(Point localization data)
[Start of Attachment]

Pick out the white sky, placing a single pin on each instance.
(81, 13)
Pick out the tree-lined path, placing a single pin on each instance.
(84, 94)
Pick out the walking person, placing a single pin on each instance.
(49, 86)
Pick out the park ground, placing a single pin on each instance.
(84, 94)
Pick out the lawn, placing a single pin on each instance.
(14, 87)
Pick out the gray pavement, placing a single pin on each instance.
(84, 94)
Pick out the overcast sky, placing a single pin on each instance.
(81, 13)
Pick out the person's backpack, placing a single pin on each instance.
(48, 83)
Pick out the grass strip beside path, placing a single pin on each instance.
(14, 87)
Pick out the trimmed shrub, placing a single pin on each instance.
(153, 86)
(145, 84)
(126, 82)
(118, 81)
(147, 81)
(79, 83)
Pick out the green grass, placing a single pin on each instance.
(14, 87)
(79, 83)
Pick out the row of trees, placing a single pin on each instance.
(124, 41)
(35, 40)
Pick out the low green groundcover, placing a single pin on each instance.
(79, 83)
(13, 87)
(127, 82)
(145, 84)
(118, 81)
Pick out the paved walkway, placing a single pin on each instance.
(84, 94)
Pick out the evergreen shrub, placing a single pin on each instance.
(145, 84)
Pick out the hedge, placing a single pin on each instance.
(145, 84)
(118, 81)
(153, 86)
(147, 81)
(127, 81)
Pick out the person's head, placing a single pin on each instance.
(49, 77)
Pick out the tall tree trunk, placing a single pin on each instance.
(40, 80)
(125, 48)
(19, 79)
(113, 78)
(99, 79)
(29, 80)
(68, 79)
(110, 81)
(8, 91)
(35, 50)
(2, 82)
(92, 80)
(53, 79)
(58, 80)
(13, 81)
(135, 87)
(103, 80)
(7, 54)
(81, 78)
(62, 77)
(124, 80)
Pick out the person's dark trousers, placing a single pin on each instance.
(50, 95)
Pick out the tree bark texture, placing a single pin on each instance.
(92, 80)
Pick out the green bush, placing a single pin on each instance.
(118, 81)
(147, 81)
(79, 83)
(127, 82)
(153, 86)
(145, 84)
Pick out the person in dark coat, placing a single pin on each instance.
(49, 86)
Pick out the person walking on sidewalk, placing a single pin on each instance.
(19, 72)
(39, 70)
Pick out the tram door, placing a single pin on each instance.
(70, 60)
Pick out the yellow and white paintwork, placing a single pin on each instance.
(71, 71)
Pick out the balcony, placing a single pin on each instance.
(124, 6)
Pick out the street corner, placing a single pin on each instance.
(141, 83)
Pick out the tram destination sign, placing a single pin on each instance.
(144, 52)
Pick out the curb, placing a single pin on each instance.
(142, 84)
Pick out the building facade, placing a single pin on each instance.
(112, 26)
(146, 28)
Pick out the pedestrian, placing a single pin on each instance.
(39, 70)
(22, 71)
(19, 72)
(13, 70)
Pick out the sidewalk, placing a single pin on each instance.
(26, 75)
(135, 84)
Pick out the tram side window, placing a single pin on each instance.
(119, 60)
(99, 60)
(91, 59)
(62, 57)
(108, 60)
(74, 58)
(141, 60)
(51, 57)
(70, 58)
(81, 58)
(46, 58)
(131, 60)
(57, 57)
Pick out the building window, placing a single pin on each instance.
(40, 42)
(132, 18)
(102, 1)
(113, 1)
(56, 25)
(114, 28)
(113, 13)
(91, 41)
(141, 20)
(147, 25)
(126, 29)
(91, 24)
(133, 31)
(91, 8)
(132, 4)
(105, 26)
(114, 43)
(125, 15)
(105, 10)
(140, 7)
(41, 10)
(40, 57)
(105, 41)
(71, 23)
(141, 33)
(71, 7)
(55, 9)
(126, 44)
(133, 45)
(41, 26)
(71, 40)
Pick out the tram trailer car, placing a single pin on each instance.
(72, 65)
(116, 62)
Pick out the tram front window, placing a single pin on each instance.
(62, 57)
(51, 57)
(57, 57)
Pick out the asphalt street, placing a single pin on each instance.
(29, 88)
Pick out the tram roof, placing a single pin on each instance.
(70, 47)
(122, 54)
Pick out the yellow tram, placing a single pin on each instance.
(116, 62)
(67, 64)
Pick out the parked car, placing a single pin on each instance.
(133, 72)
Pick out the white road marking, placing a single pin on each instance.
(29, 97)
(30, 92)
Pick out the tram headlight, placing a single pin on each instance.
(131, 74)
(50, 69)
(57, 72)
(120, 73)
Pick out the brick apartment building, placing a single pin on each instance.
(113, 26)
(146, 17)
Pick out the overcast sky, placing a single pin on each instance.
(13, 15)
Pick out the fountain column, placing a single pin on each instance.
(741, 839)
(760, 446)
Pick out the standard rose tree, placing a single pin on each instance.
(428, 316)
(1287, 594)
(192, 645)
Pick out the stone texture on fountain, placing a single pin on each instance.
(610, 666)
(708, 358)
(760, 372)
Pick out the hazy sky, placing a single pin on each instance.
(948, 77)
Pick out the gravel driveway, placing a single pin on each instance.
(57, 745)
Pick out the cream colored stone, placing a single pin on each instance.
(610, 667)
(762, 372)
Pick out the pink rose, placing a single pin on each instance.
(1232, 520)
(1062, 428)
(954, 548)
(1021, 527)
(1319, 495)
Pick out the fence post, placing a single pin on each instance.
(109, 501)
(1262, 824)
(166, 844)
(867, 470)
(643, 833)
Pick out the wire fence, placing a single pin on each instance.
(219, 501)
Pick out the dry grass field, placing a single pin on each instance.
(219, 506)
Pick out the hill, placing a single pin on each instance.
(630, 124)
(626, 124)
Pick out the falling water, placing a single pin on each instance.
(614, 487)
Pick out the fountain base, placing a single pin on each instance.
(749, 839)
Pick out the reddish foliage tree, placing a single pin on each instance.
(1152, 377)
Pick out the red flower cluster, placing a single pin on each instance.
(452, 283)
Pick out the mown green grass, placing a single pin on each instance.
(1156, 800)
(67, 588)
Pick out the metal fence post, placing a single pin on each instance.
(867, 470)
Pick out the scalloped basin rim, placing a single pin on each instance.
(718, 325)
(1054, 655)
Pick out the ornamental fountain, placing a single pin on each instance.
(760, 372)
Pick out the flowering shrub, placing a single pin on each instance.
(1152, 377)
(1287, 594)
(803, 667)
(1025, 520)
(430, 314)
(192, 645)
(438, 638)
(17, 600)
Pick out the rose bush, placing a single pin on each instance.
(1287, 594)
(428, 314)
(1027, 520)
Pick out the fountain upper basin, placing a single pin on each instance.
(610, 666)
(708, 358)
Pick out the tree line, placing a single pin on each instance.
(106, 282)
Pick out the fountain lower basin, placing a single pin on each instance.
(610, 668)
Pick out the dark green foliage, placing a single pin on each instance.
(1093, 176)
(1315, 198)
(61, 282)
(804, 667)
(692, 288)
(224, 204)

[End of Attachment]

TASK PROMPT -> Nothing in the records should change when you repeat them all.

TASK RESPONSE ->
Pick out the white sky, placing a single pin on each instance.
(81, 13)
Pick out the tree-lined path, placing a single pin on each instance.
(84, 94)
Pick out the walking person, placing a single pin on each instance.
(49, 86)
Pick out the park ground, placing a single pin on each instance.
(84, 94)
Pick out the lawn, placing a single pin on each instance.
(14, 87)
Pick out the gray pavement, placing a single pin on each instance.
(84, 94)
Pick out the overcast sky, placing a single pin on each instance.
(81, 13)
Pick out the person's backpack, placing a single pin on each instance.
(48, 83)
Pick out the grass strip beside path, placing a single pin on each instance.
(14, 87)
Pick out the trimmed shrub, placing a single pin on each instance.
(153, 86)
(145, 84)
(126, 82)
(118, 81)
(147, 81)
(79, 83)
Pick out the green grass, placing a single pin on each instance.
(14, 87)
(79, 83)
Pick out the row of trees, placing a single pin on each instance.
(124, 41)
(35, 40)
Pick out the low green groundcover, placing a single pin on each instance.
(79, 83)
(13, 87)
(127, 82)
(145, 84)
(118, 81)
Pick out the paved walkway, placing a single pin on each instance.
(84, 94)
Pick out the evergreen shrub, placing a single pin on each instance.
(145, 84)
Pick out the hedge, placing a single pin on each instance.
(145, 84)
(118, 81)
(153, 86)
(147, 81)
(127, 81)
Pick out the person's head, placing a single pin on each instance.
(49, 77)
Pick out the tall tree trunk, placing a single pin on each instance.
(40, 80)
(125, 48)
(19, 79)
(113, 78)
(99, 79)
(29, 80)
(68, 79)
(110, 81)
(8, 91)
(35, 50)
(2, 82)
(92, 80)
(53, 79)
(58, 80)
(13, 81)
(135, 87)
(103, 80)
(7, 54)
(81, 78)
(62, 77)
(124, 80)
Pick out the person's dark trousers, placing a single pin on each instance.
(50, 95)
Pick out the tree bark texture, placing a single pin on each instance.
(92, 80)
Pick out the green bush, placing a single pin on each instance.
(118, 81)
(147, 81)
(79, 83)
(127, 82)
(153, 86)
(145, 84)
Pick out the person in dark coat, placing a single pin on each instance.
(49, 86)
Pick out the person walking on sidewalk, placing a single pin on each instance.
(19, 72)
(39, 70)
Pick out the tram door, placing a single pin on each instance.
(70, 60)
Pick out the yellow and white paintwork, placing a single pin on each instance.
(71, 71)
Pick out the balcony, placing a single pin on each instance.
(124, 6)
Pick out the street corner, placing a single pin on each instance.
(141, 83)
Pick out the tram destination sign, placing a single pin on each instance.
(144, 52)
Pick out the curb, placing a single pin on each instance.
(142, 84)
Pick out the building facade, placing a single pin on each instance.
(112, 26)
(146, 28)
Pick out the pedestrian, placing a single pin on each instance.
(39, 70)
(22, 71)
(19, 72)
(13, 70)
Pick out the sidewalk, placing a single pin on each instance.
(26, 75)
(135, 84)
Pick out the tram side window, placing a single pin on each instance.
(119, 60)
(99, 60)
(91, 59)
(62, 57)
(108, 60)
(74, 58)
(141, 60)
(51, 57)
(70, 58)
(81, 58)
(46, 58)
(131, 60)
(57, 57)
Pick out the building window, placing a single pin on each instance.
(40, 42)
(132, 18)
(102, 1)
(113, 1)
(56, 25)
(114, 28)
(113, 13)
(91, 41)
(141, 20)
(147, 25)
(126, 29)
(91, 24)
(133, 31)
(91, 8)
(132, 4)
(105, 26)
(114, 43)
(125, 15)
(105, 10)
(140, 7)
(41, 10)
(40, 57)
(105, 41)
(71, 23)
(141, 33)
(71, 7)
(55, 9)
(126, 44)
(133, 45)
(41, 26)
(71, 40)
Pick out the tram trailer car, placing a single pin on each instance.
(72, 65)
(116, 62)
Pick out the tram front window, placing a single pin on each instance.
(62, 57)
(51, 57)
(57, 57)
Pick out the asphalt street, placing a single pin on each instance.
(29, 88)
Pick out the tram roof, placing a single pin on each instance.
(70, 47)
(122, 54)
Pick out the yellow tram, placing a single pin on each instance.
(116, 62)
(67, 64)
Pick out the parked car, placing a single pin on each instance.
(133, 72)
Pick out the white road marking, placing a single pin on each instance.
(29, 97)
(30, 92)
Pick out the tram headlight, placing a single pin on each instance.
(131, 74)
(50, 69)
(57, 72)
(120, 73)
Pick out the brick apartment building, placing a single pin on each instance.
(113, 26)
(146, 17)
Pick out the overcast sky, placing a single pin on each instance.
(13, 15)
Pick out the fountain column, placing a single pin on each instance.
(741, 839)
(760, 446)
Pick out the standard rose tree, placing a single pin on each instance.
(428, 316)
(1287, 594)
(192, 645)
Pick out the stone texture on fountain, placing a single pin on each instance.
(610, 666)
(708, 358)
(760, 372)
Pick out the hazy sky, placing a single pin on each instance.
(948, 77)
Pick out the gravel driveway, placing a single pin on each instance.
(57, 745)
Pick out the cream colored stone, placing a single pin on each instance.
(610, 667)
(762, 372)
Pick out the pink rose, placing a single pin on each instance.
(1232, 520)
(1062, 428)
(954, 548)
(1021, 527)
(1319, 495)
Pick out the fence post, placing a single pin on each instance.
(109, 501)
(1262, 824)
(166, 844)
(867, 470)
(643, 833)
Pick out the wire fence, placing a single pin on each instance.
(219, 501)
Pick out the dry grass field, placing a single pin on each instance.
(219, 506)
Pick out the hill, placing a single pin on each instance.
(630, 124)
(626, 124)
Pick out the falling water, placing a single pin on each instance.
(614, 487)
Pick out the fountain base, placing a single pin on each instance.
(749, 839)
Pick out the reddish foliage tree, placing a single pin on each instance.
(1152, 377)
Pick out the red flower cluster, placing a single pin on each instance.
(452, 283)
Pick out the mown green grass, placing a single pin on each instance.
(1156, 800)
(67, 588)
Pick out the metal fence post, placing a single pin on each instance.
(867, 470)
Pick out the scalloped basin rim, placing a single pin on each instance.
(718, 325)
(1054, 655)
Pick out the ornamental fountain, placing a single pin on each instance.
(760, 372)
Pick out the flowering shrub, placing a single pin on each instance.
(1152, 377)
(1287, 594)
(803, 667)
(1025, 520)
(430, 314)
(192, 645)
(438, 638)
(17, 600)
Pick out the rose bush, placing a single pin on each instance.
(1287, 594)
(428, 314)
(1027, 520)
Pick out the fountain upper basin, placing a single pin on each instance.
(610, 666)
(708, 358)
Pick out the tree line, placing a single pin on each instance.
(106, 282)
Pick out the fountain lower basin, placing a single pin on each instance.
(610, 668)
Pick out the dark green foliage, placing a single pin on each instance.
(1093, 176)
(1315, 198)
(61, 282)
(804, 667)
(692, 288)
(224, 204)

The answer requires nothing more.